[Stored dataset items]
......

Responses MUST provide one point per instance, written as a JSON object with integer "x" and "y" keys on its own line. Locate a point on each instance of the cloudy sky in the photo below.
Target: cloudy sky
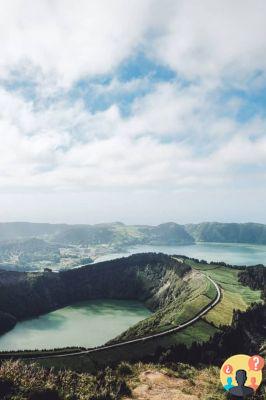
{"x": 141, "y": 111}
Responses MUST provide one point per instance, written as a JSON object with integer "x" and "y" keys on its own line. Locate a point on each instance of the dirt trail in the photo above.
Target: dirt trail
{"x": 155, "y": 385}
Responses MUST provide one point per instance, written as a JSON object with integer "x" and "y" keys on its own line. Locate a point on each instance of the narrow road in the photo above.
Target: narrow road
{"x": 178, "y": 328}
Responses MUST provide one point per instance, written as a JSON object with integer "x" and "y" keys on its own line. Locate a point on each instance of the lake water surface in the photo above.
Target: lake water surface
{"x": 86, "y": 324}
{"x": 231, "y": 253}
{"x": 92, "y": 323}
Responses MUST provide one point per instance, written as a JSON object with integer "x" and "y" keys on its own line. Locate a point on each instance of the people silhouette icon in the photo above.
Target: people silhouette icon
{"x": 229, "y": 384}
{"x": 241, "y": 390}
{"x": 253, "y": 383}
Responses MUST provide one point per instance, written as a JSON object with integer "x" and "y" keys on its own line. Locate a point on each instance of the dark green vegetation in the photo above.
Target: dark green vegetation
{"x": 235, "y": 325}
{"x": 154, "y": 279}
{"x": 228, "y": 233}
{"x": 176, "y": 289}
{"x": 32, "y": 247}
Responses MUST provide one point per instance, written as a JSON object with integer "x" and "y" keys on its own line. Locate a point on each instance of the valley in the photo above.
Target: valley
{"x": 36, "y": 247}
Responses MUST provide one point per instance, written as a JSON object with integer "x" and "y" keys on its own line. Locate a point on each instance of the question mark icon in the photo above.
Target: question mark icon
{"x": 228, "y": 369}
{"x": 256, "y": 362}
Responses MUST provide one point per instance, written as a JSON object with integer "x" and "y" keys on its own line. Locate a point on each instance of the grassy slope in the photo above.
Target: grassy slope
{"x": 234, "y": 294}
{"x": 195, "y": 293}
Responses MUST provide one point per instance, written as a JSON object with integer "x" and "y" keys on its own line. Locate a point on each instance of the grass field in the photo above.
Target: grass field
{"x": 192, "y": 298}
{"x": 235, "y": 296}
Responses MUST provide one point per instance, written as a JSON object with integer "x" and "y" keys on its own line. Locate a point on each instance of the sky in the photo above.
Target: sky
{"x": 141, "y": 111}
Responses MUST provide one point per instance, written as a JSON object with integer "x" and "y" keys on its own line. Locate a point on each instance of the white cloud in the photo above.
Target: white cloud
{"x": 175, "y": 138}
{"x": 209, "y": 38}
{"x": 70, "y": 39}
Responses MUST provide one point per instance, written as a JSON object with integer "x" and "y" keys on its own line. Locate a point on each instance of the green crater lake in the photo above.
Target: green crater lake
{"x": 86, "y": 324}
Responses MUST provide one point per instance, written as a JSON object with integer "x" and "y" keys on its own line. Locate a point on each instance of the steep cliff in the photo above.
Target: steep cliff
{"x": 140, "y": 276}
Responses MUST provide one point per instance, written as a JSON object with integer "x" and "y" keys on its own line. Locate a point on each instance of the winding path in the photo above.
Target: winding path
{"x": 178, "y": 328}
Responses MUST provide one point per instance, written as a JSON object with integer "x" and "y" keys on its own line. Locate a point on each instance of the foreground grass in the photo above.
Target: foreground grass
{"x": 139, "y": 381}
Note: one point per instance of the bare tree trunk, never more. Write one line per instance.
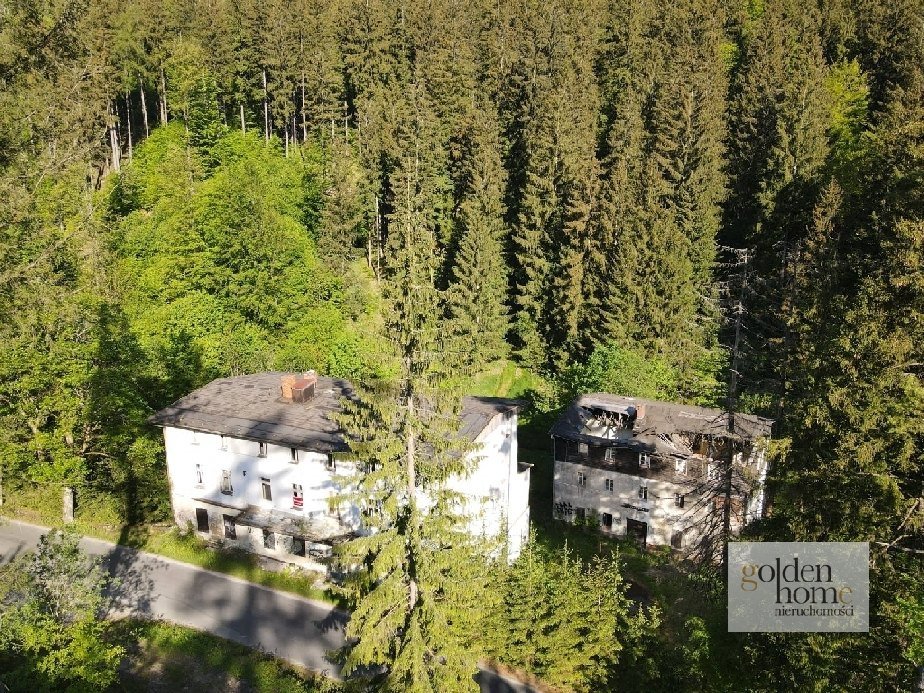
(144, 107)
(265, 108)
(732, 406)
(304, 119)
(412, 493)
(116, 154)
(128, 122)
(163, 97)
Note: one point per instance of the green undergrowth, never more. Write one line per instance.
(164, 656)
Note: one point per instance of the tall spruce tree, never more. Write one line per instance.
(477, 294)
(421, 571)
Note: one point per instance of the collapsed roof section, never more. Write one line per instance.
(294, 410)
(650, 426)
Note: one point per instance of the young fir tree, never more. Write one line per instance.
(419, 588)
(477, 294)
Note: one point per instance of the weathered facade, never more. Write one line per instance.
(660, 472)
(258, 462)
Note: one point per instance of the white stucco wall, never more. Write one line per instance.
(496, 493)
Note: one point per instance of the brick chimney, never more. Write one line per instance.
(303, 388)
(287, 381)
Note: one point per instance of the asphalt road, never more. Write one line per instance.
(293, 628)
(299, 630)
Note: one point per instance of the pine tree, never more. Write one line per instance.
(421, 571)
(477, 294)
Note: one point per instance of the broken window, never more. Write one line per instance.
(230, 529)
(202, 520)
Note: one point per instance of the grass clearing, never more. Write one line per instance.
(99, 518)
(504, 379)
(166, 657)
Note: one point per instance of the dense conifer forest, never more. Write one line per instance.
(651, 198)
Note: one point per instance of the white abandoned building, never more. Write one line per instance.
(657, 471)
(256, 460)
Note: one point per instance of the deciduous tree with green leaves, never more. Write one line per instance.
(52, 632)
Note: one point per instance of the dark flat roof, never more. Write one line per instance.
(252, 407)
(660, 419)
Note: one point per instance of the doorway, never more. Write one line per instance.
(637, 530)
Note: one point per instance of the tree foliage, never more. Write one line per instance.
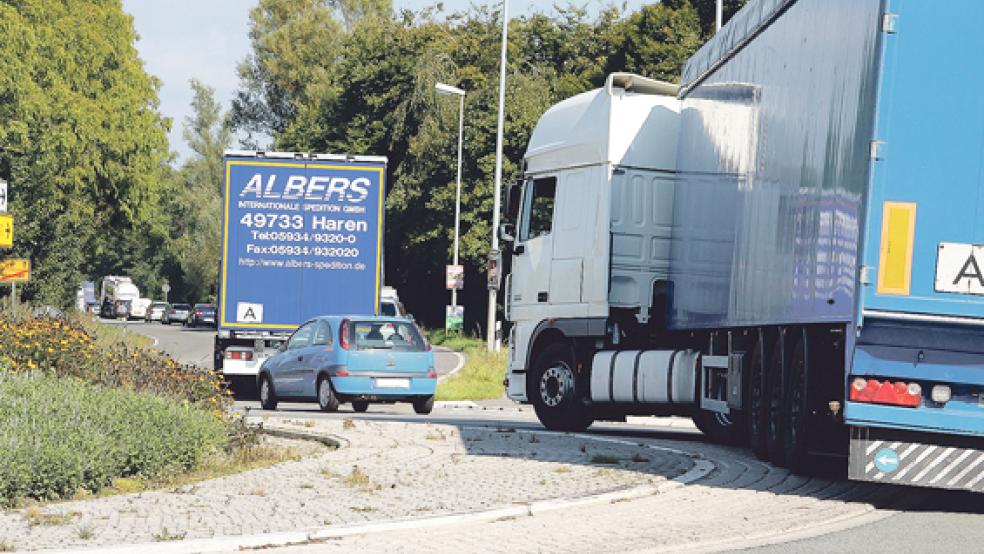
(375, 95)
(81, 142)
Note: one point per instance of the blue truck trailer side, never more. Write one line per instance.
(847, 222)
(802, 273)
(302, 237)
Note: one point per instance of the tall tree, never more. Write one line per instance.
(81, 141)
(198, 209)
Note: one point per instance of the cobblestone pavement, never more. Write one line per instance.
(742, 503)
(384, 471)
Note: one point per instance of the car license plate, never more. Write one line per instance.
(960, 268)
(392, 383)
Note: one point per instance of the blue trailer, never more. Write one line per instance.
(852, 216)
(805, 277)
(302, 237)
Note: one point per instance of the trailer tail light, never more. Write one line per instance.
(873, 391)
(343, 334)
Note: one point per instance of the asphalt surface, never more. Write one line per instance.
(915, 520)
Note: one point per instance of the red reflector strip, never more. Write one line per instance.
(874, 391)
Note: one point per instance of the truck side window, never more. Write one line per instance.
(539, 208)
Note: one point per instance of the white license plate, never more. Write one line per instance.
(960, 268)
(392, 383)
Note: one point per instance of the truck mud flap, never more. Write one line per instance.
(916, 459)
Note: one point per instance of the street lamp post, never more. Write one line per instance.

......

◆ **TASK DETAILS**: Copy out all the records above, substituting "a single point for each instance" for every "one point per instance" and changing nothing else. Leave the pictures out.

◆ **EXERCISE SOLUTION**:
Responses MUST provide a single point for each instance, written as a JSON object with integer "x" and "y" keys on its own line. Locate a point on each instance of the cloudy sky in the photo below.
Target: cloudy sky
{"x": 141, "y": 111}
Responses MUST provide a single point for each instance, written as a JSON object with integer "x" and "y" keys on its own line. Locate a point on each instance of the dirt trail in the photo above.
Target: dirt trail
{"x": 155, "y": 385}
Responses MUST provide a single point for each instance, written as a JSON object with integer "x" and "y" keys on its own line. Locate a point on each instance of the narrow road in the photo above.
Target: narrow road
{"x": 178, "y": 328}
Responses MUST provide a single point for each instance, written as a JSON object with integer "x" and "y" keys on its own line. Locate a point on each instance of the lake water surface in the photo above.
Target: lake water surface
{"x": 86, "y": 324}
{"x": 231, "y": 253}
{"x": 92, "y": 323}
Responses MUST provide a single point for each instance, written as a JSON object with integer "x" and "y" keys on its own line. Locate a point on each instance of the people silhouette icon in the photo above.
Target: people silhouette icon
{"x": 229, "y": 384}
{"x": 241, "y": 390}
{"x": 253, "y": 383}
Responses MUST provide a single point for each instance, written as a JSON object with integer "x" and "y" keys on its own line. Locate a point on each instance of the dark green vegetation in the photo above.
Target: dark green vegetation
{"x": 235, "y": 325}
{"x": 154, "y": 279}
{"x": 228, "y": 233}
{"x": 176, "y": 289}
{"x": 32, "y": 247}
Responses MUST provide a single point for each instance, written as a JSON object with integer "x" and "y" keys on its own line. Locate a point on each instance of the valley in the photo above.
Target: valley
{"x": 36, "y": 247}
Responses MUST provide a single point for each instance, written as a JSON object with integer "x" and "y" keys on its own line. Locate a point on each instance of the question mark icon in the photo above.
Target: question mark icon
{"x": 228, "y": 369}
{"x": 256, "y": 362}
Responses MUST provide a single point for each instance, written as a JSON object with integer "x" and "y" keys on its own line. Locate a point on each instance of the grassy slope in the photo above.
Target: grassy slope
{"x": 234, "y": 294}
{"x": 195, "y": 293}
Responses MUST provide a single point for each instance, written as a JSON object with integer "x" and "y" keys on its own line. Locate a point on each instance of the grass field in the photo above.
Target: grass field
{"x": 192, "y": 298}
{"x": 235, "y": 296}
Responses MUST provide a single point for each instance, written as a JSON object with integer "x" and "y" keys on its own line. Locate a point on each instance of the sky in the photo above.
Target: sky
{"x": 141, "y": 111}
Responses MUST provide a single point for each instance, written as a JSON object with integer "x" and "y" keys on its own line. Locate a point on each instance of the white cloud in the photo above.
Target: white cloud
{"x": 175, "y": 138}
{"x": 209, "y": 38}
{"x": 70, "y": 39}
Responses MUST provide a single point for each instance, written as a JSON object with integer "x" and "y" keys on its own line. Locate a point on each instance of the green crater lake in the photo above.
Target: green crater lake
{"x": 86, "y": 324}
Responses MUST provide a single point for each instance, written as a JSON object with integer "x" and "y" keys on its own line. Locate a point on each instance of the steep cliff in the photo above.
Target: steep cliff
{"x": 140, "y": 276}
Responses MUST provide a single point for each instance, written as a JSON object with integer "x" and "y" keys on its own line. Locate a point on each instance of the winding path in the photo above.
Target: winding path
{"x": 178, "y": 328}
Responses MUST provide a single point for each instance, written as a JSON object with integer "x" and "y" keys on its own line. Locate a point on each instance of the foreground grass in the photo above.
Target: foreground grass
{"x": 139, "y": 381}
Note: a single point for each instance of the bare tree trunk, never more. Write one line per instance.
(144, 107)
(265, 108)
(732, 406)
(304, 119)
(412, 493)
(116, 154)
(128, 122)
(163, 97)
Note: a single point for each instance of the green undergrowth, never more. Write one line per instance.
(164, 656)
Note: a single point for each instance of the tall spruce tree, never more. Write one line per instance.
(477, 294)
(421, 571)
Note: a single point for each instance of the collapsed roof section, never more. Write one line per instance.
(294, 410)
(650, 426)
Note: a single point for each instance of the young fir tree, never more. Write one line per instance.
(419, 588)
(477, 294)
Note: a single point for each instance of the weathered facade, never more. Write one line per instance.
(660, 472)
(258, 462)
Note: a single point for each instance of the white stucco wall, never more. Write one line per instance.
(496, 493)
Note: a single point for each instance of the brick chimney, never more. Write one line per instance.
(303, 388)
(287, 381)
Note: a single point for each instance of the asphalt road, never more. Write one line per instance.
(293, 628)
(299, 630)
Note: a single point for each instance of the pine tree, never more. Write one line per instance.
(421, 571)
(477, 294)
Note: a single point for each instance of the broken window, never more. Write one line per instance.
(230, 529)
(202, 520)
Note: a single point for each instance of the grass clearing, never more. Write one line per instance.
(99, 518)
(504, 379)
(166, 657)
Note: a single point for each instance of the dense conifer forest, never more. Write one line per instance.
(651, 198)
Note: a single point for each instance of the white abandoned building, never more. Write one line per instance.
(657, 471)
(256, 460)
Note: a single point for each instance of the deciduous tree with green leaves, never more. Write one line per instance.
(52, 632)
Note: a single point for each instance of the dark flat roof, never more. Write one line per instance.
(252, 407)
(660, 419)
Note: a single point for each instance of the doorway, never more. Write one line per instance.
(637, 530)
Note: a single point for each instance of the tree foliage, never more. Write one line per instance.
(375, 95)
(81, 142)
Note: a single point for each instance of the blue truck trailer side, never more. Write one line per instance.
(847, 222)
(802, 273)
(302, 237)
Note: a single point for each instance of the tall tree, never more. Write one line per instance.
(81, 141)
(198, 209)
Note: a single point for each instance of the cobblestone pavement, never more. Write one line per instance.
(742, 503)
(384, 471)
Note: a single point for each instance of the car license plate, never more. Write one line per instance.
(960, 268)
(392, 383)
Note: a single point for each instance of the blue trailer, never more. Write one line per instance.
(852, 216)
(805, 277)
(302, 237)
Note: a single point for each instance of the trailer tail light, never more. Write one line per instance.
(873, 391)
(343, 334)
Note: a single point for each instance of the asphalt surface, never more. Write one line per instance.
(915, 520)
Note: a single point for each instance of the red reflector strip, never more. Write one line per instance.
(874, 391)
Note: a single point for each instance of the truck side window, never more. Write one line per instance.
(539, 208)
Note: a single point for each instance of the white license plate, never more. Write one line per instance.
(960, 268)
(392, 383)
Note: a single point for each instance of the truck mud flap, never more. Write one line per instance.
(916, 459)
Note: a single point for each instance of the street lamp post, never more. Write one line per instance.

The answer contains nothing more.